Document ::
# Refinishing Basement Shop Floor...



## kinghong1970 (Jul 28, 2011)

It always starts off with what seems like a minor job... 
I noticed paints were flaking off my cinderblock walls and just a few scrapes and tugs... large sections were just peeling off the wall...










so after an hour of scraping... turns out, most of my wall was flaking... layers of latex paint over cinderblock just did not hold up too well.
anyways, finally got most of my walls peeled... tried smartpeel but turns out that old fashioned heat gun was best and cleanest...
followed by 2 coats of Drylok









now, the floor...
again, just latex over concrete... going to rent a concrete floor grinder to resurface the floor...










and thinking of applying clear epoxy on the floor.
i have french drain system around the perimeter of the house and aside from a once in a blue moon pool plumbing issue, moisture in the basement is not a problem... 










now i saw epoxy with silica sand and while the grip is nice, i don't like how the epoxy peels off the grains and maybe a bit too much for a basement shop.

plain epoxy will not do... way too slippery... and add some sawdust and whatever dust... i don't want to be a frequent visitor to the "lets see some damage" thread...

so after doing some research... i'm considering the following finishes for the floor:

Armorseal 1K
single component, no mixing required...

Armoseal 1000HS 2 Part Epoxy
2 part mix, supposedly their "strongest" coating(?)

Rexthane 1
aliphatic, moisture-cure urethane, VOC-complying, moisture resistant industrial floor coating but never worked with a moisture cure urethane...

for non-slip, they recommend Sharkgrip
so question time...

*anyone have any experience with any of the products linked above?
anyone have any better recommendations on a non-slip surface for bare concrete floor?*

love to hear your suggestions and experiences.

Thank you in advance,

Al


----------



## 4thStreet (Mar 2, 2013)

....


----------



## kinghong1970 (Jul 28, 2011)

thanks for the suggestion... 
i've been considering DriCore for the other half of the basement that is my soon to be den/man-cave... and finish it with wood flooring later on.
the shop floor, i want the option of being able to rinse out the floor with water when need to.
hence i'm trying to stay with epoxy on bare concrete option.


----------

Information given ::
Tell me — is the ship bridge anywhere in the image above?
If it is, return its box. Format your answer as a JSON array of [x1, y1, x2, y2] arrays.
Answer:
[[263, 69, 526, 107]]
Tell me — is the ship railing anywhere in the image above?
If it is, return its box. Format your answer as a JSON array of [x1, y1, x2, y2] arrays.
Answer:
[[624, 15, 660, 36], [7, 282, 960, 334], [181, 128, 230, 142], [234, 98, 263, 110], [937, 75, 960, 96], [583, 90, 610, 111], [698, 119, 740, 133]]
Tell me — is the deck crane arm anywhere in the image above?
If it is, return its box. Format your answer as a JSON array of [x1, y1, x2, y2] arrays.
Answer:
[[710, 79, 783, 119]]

Jobs ::
- 1) According to the basement shop floor thread, what worked best and cleanest for getting the old paint off the walls?
- 2) Summarize the basement shop floor thread in two sentences.

Task-by-task solutions ::
- 1) An old-fashioned heat gun.

- 2) After removing flaking latex paint from the cinderblock walls with a heat gun and applying two coats of Drylok, the poster plans to rent a grinder to resurface the painted concrete floor and is weighing Armorseal 1K, Armoseal 1000HS, and Rexthane 1, with Sharkgrip for slip resistance. The poster asks for experience with these products or better non-slip options and explains that the shop floor will stay epoxy on bare concrete so it can be rinsed with water, while DriCore is being considered for the other half of the basement.